Exercise prompt -> Turn the lines below into a numbered list, omitting any blank lines.

[Dataset excerpt]
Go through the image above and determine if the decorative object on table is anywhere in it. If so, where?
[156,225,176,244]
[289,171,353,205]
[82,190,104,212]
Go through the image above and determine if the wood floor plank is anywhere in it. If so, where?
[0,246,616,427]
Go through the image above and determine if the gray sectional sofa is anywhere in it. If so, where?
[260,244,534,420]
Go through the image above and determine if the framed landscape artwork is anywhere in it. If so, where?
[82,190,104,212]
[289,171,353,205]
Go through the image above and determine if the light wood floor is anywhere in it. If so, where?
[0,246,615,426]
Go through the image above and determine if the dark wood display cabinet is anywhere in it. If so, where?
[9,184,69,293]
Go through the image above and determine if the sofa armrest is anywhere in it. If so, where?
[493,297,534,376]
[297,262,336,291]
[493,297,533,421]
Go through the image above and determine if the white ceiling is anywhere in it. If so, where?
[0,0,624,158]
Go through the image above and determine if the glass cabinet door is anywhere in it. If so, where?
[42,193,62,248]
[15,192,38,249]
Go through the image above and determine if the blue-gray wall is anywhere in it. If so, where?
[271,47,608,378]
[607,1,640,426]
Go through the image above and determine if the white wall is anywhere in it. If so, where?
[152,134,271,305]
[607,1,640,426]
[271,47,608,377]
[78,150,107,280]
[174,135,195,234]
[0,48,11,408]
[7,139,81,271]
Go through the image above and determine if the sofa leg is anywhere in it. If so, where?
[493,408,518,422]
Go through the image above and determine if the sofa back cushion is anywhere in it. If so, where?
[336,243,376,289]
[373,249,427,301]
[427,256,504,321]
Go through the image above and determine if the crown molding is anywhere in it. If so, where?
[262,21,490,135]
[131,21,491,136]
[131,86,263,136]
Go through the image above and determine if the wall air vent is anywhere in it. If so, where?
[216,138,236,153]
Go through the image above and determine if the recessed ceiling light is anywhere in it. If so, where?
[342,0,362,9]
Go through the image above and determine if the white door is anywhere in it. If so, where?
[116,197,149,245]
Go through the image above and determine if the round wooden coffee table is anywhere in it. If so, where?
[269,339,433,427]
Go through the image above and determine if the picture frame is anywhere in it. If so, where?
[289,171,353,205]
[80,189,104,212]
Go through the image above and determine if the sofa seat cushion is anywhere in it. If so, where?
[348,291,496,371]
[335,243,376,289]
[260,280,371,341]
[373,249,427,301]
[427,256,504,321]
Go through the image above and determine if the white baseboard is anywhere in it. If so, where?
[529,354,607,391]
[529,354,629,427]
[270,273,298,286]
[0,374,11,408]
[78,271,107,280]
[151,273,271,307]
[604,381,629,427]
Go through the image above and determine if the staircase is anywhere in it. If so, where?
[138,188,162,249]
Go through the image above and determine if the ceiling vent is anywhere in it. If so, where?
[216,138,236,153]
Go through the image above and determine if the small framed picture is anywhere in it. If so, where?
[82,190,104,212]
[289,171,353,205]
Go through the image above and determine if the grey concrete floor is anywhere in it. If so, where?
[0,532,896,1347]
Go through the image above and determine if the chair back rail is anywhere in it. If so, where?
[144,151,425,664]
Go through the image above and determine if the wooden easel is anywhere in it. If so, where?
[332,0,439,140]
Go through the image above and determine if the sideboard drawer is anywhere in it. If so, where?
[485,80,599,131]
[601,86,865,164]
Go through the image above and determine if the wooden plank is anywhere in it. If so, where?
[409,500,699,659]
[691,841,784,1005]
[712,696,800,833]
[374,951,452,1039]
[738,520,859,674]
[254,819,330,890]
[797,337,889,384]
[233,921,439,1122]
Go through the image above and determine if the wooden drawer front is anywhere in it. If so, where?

Expected answer ->
1. Go through the image above and determine if the decorative object on table is anywhere in it. If so, where?
2. [156,225,176,244]
3. [289,171,353,205]
4. [82,190,104,212]
5. Go through the image above and determine if the wood floor plank is anywhere in it. If so, where?
6. [0,246,616,427]
7. Go through the image above and determine if the gray sectional sofa is anywhere in it. If so, where?
8. [260,244,534,420]
9. Go through the image above and determine if the framed landscape artwork is anywhere in it. If so, where?
10. [82,190,104,212]
11. [289,171,353,205]
12. Go through the image above and determine if the light wood floor is anywhere in it. If so, where?
13. [0,246,615,426]
14. Go through the image above and determine if the dark wood display cabinet is anywhere in it. If so, where?
15. [9,184,69,293]
16. Go through the image above and determine if the sofa armrest is anywhere in it. If so, where?
17. [493,297,534,376]
18. [297,262,336,291]
19. [493,297,533,421]
20. Go through the image above and determine if the white ceiling is anywhere in it. If so, where?
21. [0,0,624,158]
22. Go through the image above and determine if the glass cabinet door is anywhere in it. If so, where?
23. [42,193,62,248]
24. [15,192,38,249]
25. Go through the image above and determine if the blue-gray wall is anywhere in it. If so, where?
26. [271,47,608,378]
27. [607,1,640,426]
28. Go through the image above and determine if the white wall is anywhere in it. If so, where?
29. [152,134,271,305]
30. [607,1,640,426]
31. [271,47,608,377]
32. [78,150,107,280]
33. [174,135,195,234]
34. [0,48,11,408]
35. [7,139,81,271]
36. Go through the image above and determine if the sofa leg is anywhere in it. If so, where?
37. [493,408,518,422]
38. Go through the image above and determine if the sofa back cushion is anywhere in it. If so, where?
39. [336,243,376,289]
40. [373,249,427,301]
41. [427,256,504,321]
42. Go through the image above and determine if the crown molding is anywhere in it. If so, where?
43. [262,21,490,135]
44. [131,21,491,136]
45. [131,86,263,136]
46. Go through the image above and determine if the wall air vent is anywhere in it. If so, where?
47. [216,138,236,153]
48. Go through the image above and determine if the recessed ceiling light is anywhere in it. If so, where?
49. [342,0,362,9]
50. Go through the image above and determine if the white door is anywhere in it. If so, where?
51. [116,197,149,245]
52. Go through the image above and determine if the round wooden coffee table is anywhere in it. If so, where?
53. [269,339,433,427]
54. Go through the image above and determine if the picture frame is anywhere in it. If so, where?
55. [289,171,353,205]
56. [80,189,104,212]
57. Go through the image above and determine if the sofa seat cushion is anywhere in it. If so, where?
58. [348,291,496,371]
59. [335,243,376,289]
60. [260,280,371,341]
61. [373,249,427,301]
62. [427,256,504,321]
63. Go through the image above and determine if the white baseboard is anywhere in it. If so, where?
64. [529,354,607,391]
65. [529,354,629,427]
66. [270,273,298,286]
67. [0,374,11,408]
68. [78,271,107,280]
69. [151,273,271,307]
70. [604,381,629,427]
71. Go through the image above and determine if the staircase is anywhere in it. If so, where?
72. [138,188,162,249]
73. Go through the image above and determine if the ceiling vent is anywhere in it. If so, where?
74. [216,138,236,153]
75. Go through the image above and determine if the small framed picture is anywhere in it. If so, where?
76. [82,190,104,212]
77. [289,171,353,205]
78. Go through the image above and determine if the grey concrete floor is anywhere in it. If so, where?
79. [0,532,896,1347]
80. Go through the image above and determine if the chair back rail is anywhere in it. If so, where?
81. [144,151,425,664]
82. Go through the image above and determine if the wooden easel is anywhere in it. If so, where?
83. [332,0,439,140]
84. Go through the image above and determine if the sideboard drawer is anywhere in it. If so, where?
85. [485,80,599,131]
86. [601,86,865,164]
87. Go through the image above and determine if the wooden plank is anywhere in it. If so, where?
88. [409,500,699,659]
89. [691,841,784,1005]
90. [712,696,800,833]
91. [374,951,452,1039]
92. [738,520,859,674]
93. [254,819,330,890]
94. [797,337,889,384]
95. [233,921,439,1122]
96. Go through the image above and determine if the wooden drawer front is anywhere in it. If so, where?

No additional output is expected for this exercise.